What needs to be done> The word to look for is "flower". Report every line of the entries below that has it.

Entries provided>

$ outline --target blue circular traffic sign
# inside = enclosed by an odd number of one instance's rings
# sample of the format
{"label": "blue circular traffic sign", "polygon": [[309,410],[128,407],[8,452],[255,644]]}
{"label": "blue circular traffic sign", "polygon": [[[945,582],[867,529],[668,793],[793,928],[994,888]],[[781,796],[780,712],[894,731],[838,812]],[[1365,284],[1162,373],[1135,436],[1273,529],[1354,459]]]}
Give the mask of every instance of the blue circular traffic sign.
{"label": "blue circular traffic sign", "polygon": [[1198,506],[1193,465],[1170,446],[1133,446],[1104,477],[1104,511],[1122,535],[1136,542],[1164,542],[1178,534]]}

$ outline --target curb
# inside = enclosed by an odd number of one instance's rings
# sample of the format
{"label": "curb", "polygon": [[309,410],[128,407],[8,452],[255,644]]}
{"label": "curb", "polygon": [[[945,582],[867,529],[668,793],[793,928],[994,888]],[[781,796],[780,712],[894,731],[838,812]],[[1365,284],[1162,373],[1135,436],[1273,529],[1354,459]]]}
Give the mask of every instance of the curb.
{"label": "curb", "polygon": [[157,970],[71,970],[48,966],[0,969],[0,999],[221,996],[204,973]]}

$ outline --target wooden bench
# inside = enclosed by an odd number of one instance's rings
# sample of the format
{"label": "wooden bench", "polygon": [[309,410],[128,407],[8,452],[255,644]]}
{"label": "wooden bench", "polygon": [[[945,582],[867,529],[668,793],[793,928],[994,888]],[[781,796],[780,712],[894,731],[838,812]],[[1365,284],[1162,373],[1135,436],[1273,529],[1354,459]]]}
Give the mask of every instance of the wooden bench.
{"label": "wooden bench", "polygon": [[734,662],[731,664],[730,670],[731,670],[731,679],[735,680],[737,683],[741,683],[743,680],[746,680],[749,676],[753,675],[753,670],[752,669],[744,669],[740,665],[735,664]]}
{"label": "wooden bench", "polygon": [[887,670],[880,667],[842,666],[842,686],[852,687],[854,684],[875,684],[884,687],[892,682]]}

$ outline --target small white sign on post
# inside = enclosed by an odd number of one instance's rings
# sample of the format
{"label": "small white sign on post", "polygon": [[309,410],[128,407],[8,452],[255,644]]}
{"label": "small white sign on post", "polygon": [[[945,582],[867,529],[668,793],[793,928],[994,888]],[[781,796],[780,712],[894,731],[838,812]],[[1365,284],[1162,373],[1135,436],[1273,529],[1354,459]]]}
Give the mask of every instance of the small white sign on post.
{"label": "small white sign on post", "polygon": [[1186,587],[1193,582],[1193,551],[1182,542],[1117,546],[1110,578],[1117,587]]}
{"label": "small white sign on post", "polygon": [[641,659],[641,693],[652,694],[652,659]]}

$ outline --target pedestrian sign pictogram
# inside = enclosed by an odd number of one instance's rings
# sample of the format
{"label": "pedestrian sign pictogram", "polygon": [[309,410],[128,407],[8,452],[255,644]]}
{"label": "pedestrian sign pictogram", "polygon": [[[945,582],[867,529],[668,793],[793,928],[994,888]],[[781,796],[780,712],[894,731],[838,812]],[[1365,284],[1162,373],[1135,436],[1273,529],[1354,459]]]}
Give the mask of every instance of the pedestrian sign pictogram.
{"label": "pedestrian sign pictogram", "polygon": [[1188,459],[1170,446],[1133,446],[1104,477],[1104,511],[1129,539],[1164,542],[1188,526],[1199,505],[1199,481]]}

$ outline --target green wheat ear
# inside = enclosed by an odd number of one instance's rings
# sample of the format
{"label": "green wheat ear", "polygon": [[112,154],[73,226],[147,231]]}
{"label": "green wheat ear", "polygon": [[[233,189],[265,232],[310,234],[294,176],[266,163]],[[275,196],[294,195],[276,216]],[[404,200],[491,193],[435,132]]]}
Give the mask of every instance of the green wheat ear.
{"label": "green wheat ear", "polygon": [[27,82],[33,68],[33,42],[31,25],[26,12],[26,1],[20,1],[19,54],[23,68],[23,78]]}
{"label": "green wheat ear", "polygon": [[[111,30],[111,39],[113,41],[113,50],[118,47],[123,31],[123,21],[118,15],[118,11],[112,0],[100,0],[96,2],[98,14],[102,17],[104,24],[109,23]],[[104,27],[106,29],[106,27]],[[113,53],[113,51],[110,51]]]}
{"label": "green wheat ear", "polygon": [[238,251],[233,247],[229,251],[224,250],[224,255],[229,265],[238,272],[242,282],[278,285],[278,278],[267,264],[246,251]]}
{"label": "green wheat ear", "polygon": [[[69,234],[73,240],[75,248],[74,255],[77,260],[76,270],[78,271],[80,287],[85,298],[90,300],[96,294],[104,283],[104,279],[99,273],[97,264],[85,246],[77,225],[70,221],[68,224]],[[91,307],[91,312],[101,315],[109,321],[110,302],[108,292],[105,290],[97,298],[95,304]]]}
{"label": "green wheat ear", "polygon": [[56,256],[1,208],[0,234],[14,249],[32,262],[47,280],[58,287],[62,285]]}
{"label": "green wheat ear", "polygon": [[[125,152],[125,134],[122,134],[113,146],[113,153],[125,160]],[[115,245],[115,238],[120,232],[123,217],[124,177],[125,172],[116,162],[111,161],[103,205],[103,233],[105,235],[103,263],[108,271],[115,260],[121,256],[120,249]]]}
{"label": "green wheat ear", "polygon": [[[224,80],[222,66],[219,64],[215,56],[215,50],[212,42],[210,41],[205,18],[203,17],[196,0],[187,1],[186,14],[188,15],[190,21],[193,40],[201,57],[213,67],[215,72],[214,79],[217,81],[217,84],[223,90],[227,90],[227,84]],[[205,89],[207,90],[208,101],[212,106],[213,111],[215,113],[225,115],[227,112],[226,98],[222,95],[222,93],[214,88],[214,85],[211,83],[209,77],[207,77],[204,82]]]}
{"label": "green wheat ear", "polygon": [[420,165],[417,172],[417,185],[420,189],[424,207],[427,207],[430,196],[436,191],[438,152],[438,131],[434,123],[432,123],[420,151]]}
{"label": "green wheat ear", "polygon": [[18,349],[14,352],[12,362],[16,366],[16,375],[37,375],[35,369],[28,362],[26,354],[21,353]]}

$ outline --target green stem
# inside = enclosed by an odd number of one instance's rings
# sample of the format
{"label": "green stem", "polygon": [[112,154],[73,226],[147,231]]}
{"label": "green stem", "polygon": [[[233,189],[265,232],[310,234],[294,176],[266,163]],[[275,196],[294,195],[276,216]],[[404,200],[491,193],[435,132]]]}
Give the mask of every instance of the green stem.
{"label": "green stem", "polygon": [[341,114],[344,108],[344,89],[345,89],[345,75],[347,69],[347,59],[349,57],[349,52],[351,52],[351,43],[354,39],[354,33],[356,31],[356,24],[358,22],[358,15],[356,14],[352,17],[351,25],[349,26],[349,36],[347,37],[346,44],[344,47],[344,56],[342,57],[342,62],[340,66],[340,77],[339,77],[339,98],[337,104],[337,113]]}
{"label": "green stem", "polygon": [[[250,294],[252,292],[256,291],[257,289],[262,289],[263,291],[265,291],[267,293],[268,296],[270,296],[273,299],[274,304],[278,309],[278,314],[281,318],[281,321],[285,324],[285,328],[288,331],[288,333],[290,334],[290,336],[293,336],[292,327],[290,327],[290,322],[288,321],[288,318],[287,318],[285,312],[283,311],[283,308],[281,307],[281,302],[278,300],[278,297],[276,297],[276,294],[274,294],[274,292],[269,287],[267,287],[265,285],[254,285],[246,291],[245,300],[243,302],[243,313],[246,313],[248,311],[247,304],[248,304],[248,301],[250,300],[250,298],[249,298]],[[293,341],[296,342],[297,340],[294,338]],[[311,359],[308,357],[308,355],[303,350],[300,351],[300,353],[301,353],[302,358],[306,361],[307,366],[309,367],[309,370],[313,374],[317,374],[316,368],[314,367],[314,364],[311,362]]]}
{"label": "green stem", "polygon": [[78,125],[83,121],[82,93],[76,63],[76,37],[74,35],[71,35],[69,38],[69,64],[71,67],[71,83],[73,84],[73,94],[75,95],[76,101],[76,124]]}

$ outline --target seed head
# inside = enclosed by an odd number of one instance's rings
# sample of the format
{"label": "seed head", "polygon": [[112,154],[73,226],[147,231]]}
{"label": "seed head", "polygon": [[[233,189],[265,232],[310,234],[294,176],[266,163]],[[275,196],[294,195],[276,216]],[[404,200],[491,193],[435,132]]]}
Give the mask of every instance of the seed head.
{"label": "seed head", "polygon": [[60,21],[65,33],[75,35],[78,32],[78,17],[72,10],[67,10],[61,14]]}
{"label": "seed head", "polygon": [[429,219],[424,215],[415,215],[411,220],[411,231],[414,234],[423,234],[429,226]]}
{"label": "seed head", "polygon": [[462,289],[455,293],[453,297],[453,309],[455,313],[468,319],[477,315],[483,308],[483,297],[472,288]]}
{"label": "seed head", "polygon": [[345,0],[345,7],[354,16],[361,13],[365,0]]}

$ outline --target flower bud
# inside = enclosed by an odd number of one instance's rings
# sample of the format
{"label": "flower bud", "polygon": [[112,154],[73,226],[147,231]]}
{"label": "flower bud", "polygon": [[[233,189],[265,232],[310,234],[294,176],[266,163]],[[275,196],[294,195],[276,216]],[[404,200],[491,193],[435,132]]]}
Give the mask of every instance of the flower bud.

Solution for this task>
$ outline --target flower bud
{"label": "flower bud", "polygon": [[112,154],[73,226],[147,231]]}
{"label": "flower bud", "polygon": [[[233,189],[265,232],[310,234],[294,176],[266,163]],[[275,196],[294,195],[276,216]],[[404,200],[491,193],[435,132]]]}
Give the mask of every instance of the flower bud.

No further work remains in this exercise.